Problem description
Each entry in the block below needs to be copied out exactly.

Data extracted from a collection
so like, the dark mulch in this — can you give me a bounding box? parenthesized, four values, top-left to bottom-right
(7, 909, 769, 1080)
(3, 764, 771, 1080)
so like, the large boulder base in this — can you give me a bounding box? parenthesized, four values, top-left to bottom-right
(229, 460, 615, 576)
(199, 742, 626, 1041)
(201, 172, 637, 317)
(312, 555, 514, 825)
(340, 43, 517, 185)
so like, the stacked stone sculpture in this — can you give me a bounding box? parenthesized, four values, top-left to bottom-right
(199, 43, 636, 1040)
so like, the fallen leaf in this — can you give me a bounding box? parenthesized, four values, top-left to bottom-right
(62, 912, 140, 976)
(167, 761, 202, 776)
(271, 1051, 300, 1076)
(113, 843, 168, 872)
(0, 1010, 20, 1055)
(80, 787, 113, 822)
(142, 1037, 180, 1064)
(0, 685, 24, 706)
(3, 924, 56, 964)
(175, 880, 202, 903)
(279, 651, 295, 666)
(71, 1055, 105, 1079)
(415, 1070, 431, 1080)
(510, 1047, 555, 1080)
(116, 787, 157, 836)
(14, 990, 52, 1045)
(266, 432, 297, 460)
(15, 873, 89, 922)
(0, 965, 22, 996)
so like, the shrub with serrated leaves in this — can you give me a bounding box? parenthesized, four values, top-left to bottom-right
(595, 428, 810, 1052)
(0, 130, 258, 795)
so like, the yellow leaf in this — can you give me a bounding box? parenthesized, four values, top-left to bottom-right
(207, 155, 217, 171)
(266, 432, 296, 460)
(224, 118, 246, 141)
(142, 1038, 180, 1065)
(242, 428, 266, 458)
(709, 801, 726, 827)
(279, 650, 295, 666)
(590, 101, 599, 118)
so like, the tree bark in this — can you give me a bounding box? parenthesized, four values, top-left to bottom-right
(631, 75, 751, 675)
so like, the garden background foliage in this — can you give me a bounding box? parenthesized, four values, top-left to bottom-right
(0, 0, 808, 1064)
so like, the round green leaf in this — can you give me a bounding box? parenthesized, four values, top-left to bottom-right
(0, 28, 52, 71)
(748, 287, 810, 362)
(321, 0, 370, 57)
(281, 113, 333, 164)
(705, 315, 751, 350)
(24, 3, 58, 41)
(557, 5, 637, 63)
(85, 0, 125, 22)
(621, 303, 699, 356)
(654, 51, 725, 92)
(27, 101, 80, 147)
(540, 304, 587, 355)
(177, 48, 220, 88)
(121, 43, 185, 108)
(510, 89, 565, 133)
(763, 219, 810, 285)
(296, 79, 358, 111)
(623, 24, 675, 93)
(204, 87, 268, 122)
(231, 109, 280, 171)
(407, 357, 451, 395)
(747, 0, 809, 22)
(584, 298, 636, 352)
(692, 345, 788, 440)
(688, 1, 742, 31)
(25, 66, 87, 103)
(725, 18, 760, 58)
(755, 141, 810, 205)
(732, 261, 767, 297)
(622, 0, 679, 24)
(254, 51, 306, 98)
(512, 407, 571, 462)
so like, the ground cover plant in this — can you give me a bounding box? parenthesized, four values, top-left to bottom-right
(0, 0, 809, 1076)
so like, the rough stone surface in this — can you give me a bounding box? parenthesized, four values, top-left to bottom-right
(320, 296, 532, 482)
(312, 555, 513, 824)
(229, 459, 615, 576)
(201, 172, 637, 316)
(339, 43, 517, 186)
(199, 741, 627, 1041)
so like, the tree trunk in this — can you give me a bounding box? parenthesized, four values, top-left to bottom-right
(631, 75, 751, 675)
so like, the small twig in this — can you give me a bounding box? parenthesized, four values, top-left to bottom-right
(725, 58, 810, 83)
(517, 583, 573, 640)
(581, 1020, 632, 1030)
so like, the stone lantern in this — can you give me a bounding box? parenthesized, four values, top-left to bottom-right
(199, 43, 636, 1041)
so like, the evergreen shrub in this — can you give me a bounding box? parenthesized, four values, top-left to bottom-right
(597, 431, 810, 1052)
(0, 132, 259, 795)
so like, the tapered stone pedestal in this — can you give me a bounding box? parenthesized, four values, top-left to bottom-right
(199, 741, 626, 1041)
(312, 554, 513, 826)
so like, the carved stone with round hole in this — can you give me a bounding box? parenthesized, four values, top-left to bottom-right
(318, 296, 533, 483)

Your solution
so like, the dark mulch in this — can you give me a bounding box? parenthesized, four values, top-left to bottom-right
(7, 909, 769, 1080)
(3, 764, 771, 1080)
so like, the large boulder base in this — can you give me a bounding box? parenthesized, four values, top-left to bottom-right
(229, 460, 615, 576)
(199, 742, 626, 1041)
(201, 172, 637, 317)
(312, 555, 514, 825)
(340, 43, 517, 185)
so like, the stacked stone sculpture in this — can you give me a bounding box? parenthesized, four values, top-left to bottom-right
(199, 43, 636, 1040)
so like, the fallen leaf in this — can you give me a bounding box? parenthesized, four values, top-left to bottom-right
(62, 912, 140, 976)
(167, 761, 202, 776)
(271, 1051, 300, 1076)
(113, 843, 168, 872)
(0, 1010, 20, 1055)
(80, 787, 113, 822)
(142, 1037, 180, 1064)
(0, 685, 24, 706)
(3, 924, 56, 964)
(175, 880, 202, 903)
(279, 651, 295, 666)
(71, 1055, 105, 1079)
(415, 1070, 431, 1080)
(510, 1047, 555, 1080)
(116, 787, 157, 836)
(14, 990, 52, 1045)
(266, 432, 297, 460)
(15, 873, 89, 922)
(0, 965, 22, 996)
so like, the shrub with serrated leaves in this — can you give me a bounding box? parenthesized, four values, top-left to bottom-right
(595, 428, 810, 1052)
(0, 130, 258, 795)
so like, the yellow leaf in this — can you give me a bounding box? parenthesized, four values, top-left to bottom-right
(207, 155, 217, 171)
(266, 432, 296, 460)
(224, 118, 246, 141)
(142, 1038, 180, 1065)
(242, 428, 266, 458)
(709, 801, 726, 827)
(279, 650, 295, 666)
(590, 101, 599, 118)
so like, the tree bark in this — can you give me a bounding box? parenthesized, four values, top-left to bottom-right
(631, 75, 751, 675)
so like, the garden background foliage in this — can you give me a bounding box? parenthesized, four values, top-left to bottom-right
(0, 0, 808, 1064)
so like, the round green leaf in this — can you give me a bounding box? parenthesized, four values, top-left to bottom-right
(0, 28, 52, 71)
(748, 287, 810, 362)
(321, 0, 370, 57)
(281, 113, 333, 164)
(705, 315, 751, 350)
(24, 3, 58, 41)
(557, 5, 637, 63)
(85, 0, 125, 22)
(621, 303, 699, 356)
(654, 51, 725, 92)
(27, 101, 80, 147)
(540, 304, 587, 355)
(177, 48, 220, 88)
(121, 43, 185, 108)
(510, 89, 565, 133)
(763, 219, 810, 285)
(296, 79, 358, 111)
(623, 24, 675, 93)
(204, 87, 268, 122)
(231, 109, 280, 171)
(407, 357, 451, 395)
(747, 0, 809, 22)
(584, 298, 636, 352)
(692, 345, 788, 440)
(688, 1, 742, 31)
(25, 66, 87, 103)
(725, 18, 760, 58)
(755, 141, 810, 205)
(732, 261, 767, 297)
(622, 0, 679, 24)
(254, 51, 306, 98)
(512, 407, 571, 462)
so like, the ground cover plant in this — can you give me a bounding box? parenthesized, four values, top-left to bottom-right
(0, 0, 809, 1076)
so like, the rough stone surface in this — can you give me a bounding box? parenthesized, four values, top-left to bottom-right
(320, 296, 532, 482)
(312, 555, 513, 824)
(229, 459, 615, 576)
(201, 172, 637, 316)
(339, 43, 517, 186)
(199, 741, 627, 1041)
so like, the tree trunk in this — can you give me a bounding box? parenthesized, four values, top-left to bottom-right
(631, 75, 751, 675)
so like, the small twig in this — can you give me a bounding box? parenthesized, four values, top-left to bottom-right
(725, 58, 810, 83)
(517, 583, 573, 640)
(581, 1020, 632, 1030)
so like, the stone lantern in this — can you give me a bounding box? parenthesized, four values, top-left to bottom-right
(199, 43, 636, 1041)
so like, the evergreen shrub in this — can you give me a bounding box? parenthesized, four values, top-left to bottom-right
(597, 431, 810, 1052)
(0, 132, 259, 795)
so like, the tapered stone pedestal in this — can you give me a bounding box? parenthesized, four values, top-left to bottom-right
(199, 741, 626, 1041)
(312, 554, 513, 826)
so like, the carved stone with round hole in this — can you give me a bounding box? parenthesized, four values, top-left to bottom-right
(318, 296, 533, 483)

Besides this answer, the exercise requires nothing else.